### ASSIGNMENT A
From the passage on parenting and teenage anxiety, reproduce the text from "Second, researchers have" up to and including "anxiety as teenagers.".
### ASSIGNMENT B
Answer these questions about the passage on parenting and teenage anxiety:
(i) What was the title of Kate Julian's 2020 feature in The Atlantic?
(ii) According to Julian, what two things do activities like driving, summer jobs, and chores give children?
(iii) For how long was the boy who wouldn't eat vegetables fed nothing but turkey loaf?
### ASSIGNMENT C
Continue the passage on parenting and teenage anxiety from where it stops.

The “rug rat race” is an upper-class phenomenon that can’t explain a generalized increase in teenage sadness. But it could well explain part of what’s going on. And in the 2020 Atlantic feature “What Happened to American Childhood?,” Kate Julian described a related phenomenon that affects families a bit more broadly: Anxious parents, in seeking to insulate their children from risk and danger, are unintentionally transferring their anxiety to their kids.

I want to pull out two points from Julian’s complex essay. First, children are growing up slower than they used to. Today’s children are less likely to drive, get a summer job, or be asked to do chores. The problem isn’t that kids are lazy (homework time has risen), or that scrubbing dishes magically dispels anxiety disorders. Rather, Julian wrote, these activities “provide children with two very important things”: tolerating discomfort and having a sense of personal competence.

Second, researchers have noted a broad increase in an “accommodative” parenting style. If a girl is afraid of dogs, an “accommodation” would be keeping her away from every friend’s house with a dog, or if a boy won’t eat vegetables, feeding him nothing but turkey loaf for four years (an actual story from the article). These behaviors come from love. But part of growing up is learning how to release negative emotions in the face of inevitable stress. If kids never figure out how to do that, they’re more likely to experience severe anxiety as teenagers.

### ENTRIES SUPPLIED
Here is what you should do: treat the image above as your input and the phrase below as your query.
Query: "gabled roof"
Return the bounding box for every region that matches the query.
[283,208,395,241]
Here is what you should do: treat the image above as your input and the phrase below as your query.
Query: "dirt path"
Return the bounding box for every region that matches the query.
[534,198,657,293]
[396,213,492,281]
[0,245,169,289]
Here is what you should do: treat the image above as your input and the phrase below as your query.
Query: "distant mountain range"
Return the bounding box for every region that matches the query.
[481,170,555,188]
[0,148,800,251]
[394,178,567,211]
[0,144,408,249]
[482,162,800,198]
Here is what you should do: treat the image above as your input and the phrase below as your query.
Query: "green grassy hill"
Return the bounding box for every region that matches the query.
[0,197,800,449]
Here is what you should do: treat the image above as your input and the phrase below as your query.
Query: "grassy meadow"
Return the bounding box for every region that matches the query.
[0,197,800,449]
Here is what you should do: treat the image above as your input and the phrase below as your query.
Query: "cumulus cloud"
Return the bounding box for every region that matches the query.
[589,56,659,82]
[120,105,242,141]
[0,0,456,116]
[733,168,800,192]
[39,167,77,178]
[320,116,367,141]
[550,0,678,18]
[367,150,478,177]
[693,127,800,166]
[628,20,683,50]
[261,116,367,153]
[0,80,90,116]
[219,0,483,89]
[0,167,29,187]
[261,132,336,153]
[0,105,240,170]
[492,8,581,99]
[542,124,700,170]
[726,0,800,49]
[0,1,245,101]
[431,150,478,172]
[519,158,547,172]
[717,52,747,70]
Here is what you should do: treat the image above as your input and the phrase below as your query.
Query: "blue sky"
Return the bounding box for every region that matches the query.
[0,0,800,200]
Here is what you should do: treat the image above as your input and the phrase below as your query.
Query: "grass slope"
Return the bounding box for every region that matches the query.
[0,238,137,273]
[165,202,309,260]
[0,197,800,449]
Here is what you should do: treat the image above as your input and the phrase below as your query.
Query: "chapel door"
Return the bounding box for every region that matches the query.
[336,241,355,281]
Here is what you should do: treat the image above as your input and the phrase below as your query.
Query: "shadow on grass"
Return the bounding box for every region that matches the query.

### ANSWER SECTION A
Second, researchers have noted a broad increase in an “accommodative” parenting style. If a girl is afraid of dogs, an “accommodation” would be keeping her away from every friend’s house with a dog, or if a boy won’t eat vegetables, feeding him nothing but turkey loaf for four years (an actual story from the article). These behaviors come from love. But part of growing up is learning how to release negative emotions in the face of inevitable stress. If kids never figure out how to do that, they’re more likely to experience severe anxiety as teenagers.

### ANSWER SECTION B
(i) "What Happened to American Childhood?"
(ii) Tolerating discomfort and a sense of personal competence.
(iii) Four years.

### ANSWER SECTION C
Julian highlighted a new treatment out of Yale University’s Child Study Center called SPACE, or Supportive Parenting for Anxious Childhood Emotions. Put simply, SPACE forces parents to be less accommodating. If the girl is afraid of dogs, encourage her to play with young puppies. If the boy hates vegetables, caramelize the hell out of some broccoli. This sort of advice is infinitely easier to type than to put into practice. But folding a bit of exposure therapy into modern parenting and childhood might help teenagers grapple with a complex and stressful world.

Other explanations don’t fit neatly into the above categories. Maybe drugs are a big factor: One study found that a sixth of the increase in teen suicides was associated with parental opioid addiction. Maybe the authors Greg Lukianoff and Jonathan Haidt are right that college campuses and internet culture have come to celebrate fragility. Maybe political polarization is fueling anxiety, not only by creating mutual hatred but also by encouraging people to reject opposing views, which over time reduces their capacity to handle cognitive dissonance in a confusing world.

The truth is I’m not satisfied by any of the above explanations, on their own. But I see no reason to keep them alone. They interact, amplify, and compound. And together they paint a powerful picture.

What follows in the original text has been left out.